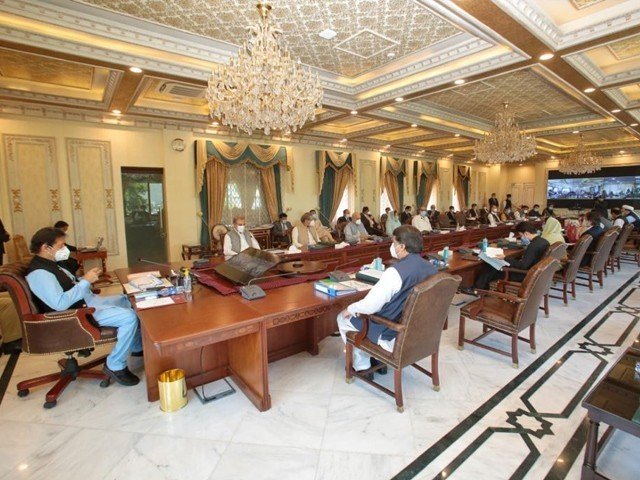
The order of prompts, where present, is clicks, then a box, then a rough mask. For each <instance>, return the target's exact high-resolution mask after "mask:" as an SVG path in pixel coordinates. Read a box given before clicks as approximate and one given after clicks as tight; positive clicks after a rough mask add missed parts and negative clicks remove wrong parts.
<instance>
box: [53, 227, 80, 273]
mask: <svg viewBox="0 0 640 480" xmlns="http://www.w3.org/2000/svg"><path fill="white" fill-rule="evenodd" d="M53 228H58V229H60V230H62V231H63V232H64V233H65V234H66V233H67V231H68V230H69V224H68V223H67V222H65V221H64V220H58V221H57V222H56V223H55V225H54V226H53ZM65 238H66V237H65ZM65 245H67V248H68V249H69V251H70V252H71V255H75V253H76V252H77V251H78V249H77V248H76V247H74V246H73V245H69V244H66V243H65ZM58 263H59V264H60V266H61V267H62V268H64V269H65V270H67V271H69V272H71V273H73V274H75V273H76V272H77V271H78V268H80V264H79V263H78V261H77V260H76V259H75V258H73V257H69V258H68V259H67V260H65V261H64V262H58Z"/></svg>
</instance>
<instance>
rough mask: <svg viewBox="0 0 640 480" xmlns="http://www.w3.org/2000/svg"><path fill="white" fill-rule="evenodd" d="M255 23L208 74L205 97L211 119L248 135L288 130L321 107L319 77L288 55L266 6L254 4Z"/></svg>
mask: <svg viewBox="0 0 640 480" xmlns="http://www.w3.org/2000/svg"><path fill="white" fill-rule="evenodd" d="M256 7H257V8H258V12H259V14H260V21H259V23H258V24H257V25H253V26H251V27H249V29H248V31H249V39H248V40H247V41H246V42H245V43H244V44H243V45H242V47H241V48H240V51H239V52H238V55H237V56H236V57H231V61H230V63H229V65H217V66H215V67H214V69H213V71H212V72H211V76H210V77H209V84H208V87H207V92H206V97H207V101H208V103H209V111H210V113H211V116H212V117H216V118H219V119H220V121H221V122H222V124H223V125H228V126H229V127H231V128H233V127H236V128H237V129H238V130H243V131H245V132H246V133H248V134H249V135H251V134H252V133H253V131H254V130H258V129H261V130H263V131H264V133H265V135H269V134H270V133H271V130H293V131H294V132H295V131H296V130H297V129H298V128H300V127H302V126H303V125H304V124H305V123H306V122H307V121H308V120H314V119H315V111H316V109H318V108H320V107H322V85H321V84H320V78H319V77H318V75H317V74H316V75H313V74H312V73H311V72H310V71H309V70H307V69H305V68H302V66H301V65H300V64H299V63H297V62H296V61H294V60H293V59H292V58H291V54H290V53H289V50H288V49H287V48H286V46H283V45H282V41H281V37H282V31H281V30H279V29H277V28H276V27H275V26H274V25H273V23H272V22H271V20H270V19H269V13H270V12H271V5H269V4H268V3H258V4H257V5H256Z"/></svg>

--

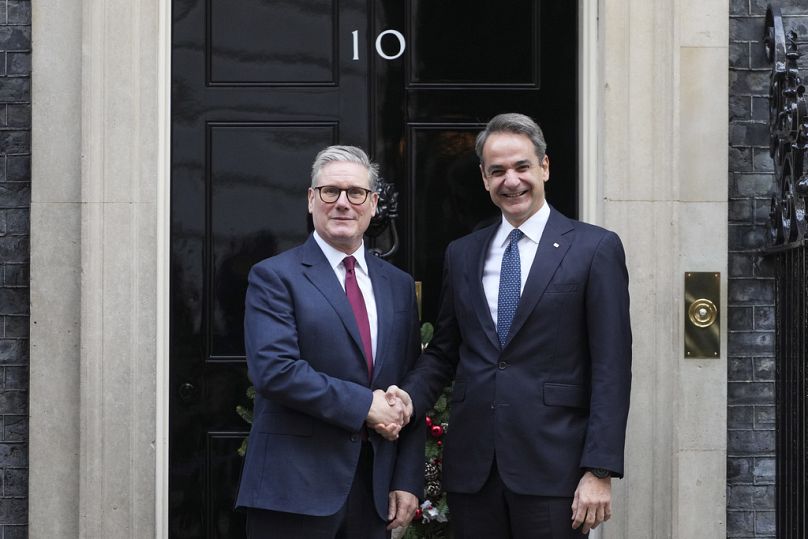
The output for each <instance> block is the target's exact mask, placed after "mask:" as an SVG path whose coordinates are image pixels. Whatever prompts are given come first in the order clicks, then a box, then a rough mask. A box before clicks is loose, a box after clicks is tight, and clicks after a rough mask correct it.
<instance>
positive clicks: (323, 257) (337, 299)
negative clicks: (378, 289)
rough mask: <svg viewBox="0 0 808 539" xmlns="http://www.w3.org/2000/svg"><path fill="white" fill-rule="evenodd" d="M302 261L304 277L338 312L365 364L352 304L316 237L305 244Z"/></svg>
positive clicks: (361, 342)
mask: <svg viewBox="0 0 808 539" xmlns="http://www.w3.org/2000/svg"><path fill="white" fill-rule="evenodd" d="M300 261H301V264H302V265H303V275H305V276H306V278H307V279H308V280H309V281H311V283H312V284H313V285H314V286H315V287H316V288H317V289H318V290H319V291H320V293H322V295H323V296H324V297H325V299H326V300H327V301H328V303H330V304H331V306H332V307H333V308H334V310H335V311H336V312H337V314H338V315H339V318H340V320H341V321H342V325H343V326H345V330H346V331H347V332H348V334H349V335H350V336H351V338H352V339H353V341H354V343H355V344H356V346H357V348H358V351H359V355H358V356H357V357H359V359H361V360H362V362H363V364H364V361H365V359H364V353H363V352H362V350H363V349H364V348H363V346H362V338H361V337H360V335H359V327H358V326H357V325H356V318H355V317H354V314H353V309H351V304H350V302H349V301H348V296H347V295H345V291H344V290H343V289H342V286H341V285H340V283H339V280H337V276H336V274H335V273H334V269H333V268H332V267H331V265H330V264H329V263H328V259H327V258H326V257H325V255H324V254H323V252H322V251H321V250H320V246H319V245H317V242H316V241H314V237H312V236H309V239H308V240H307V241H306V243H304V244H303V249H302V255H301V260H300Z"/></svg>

> [Task goal] What is needed is a verbatim copy of every line in the records above from the one containing "negative clicks: (378, 289)" down to the one containing "261L304 277L338 312L365", both included, and nothing more.

> [Answer area]
negative clicks: (378, 289)
rough mask: <svg viewBox="0 0 808 539" xmlns="http://www.w3.org/2000/svg"><path fill="white" fill-rule="evenodd" d="M302 261L304 277L338 312L365 364L352 304L316 237L305 244Z"/></svg>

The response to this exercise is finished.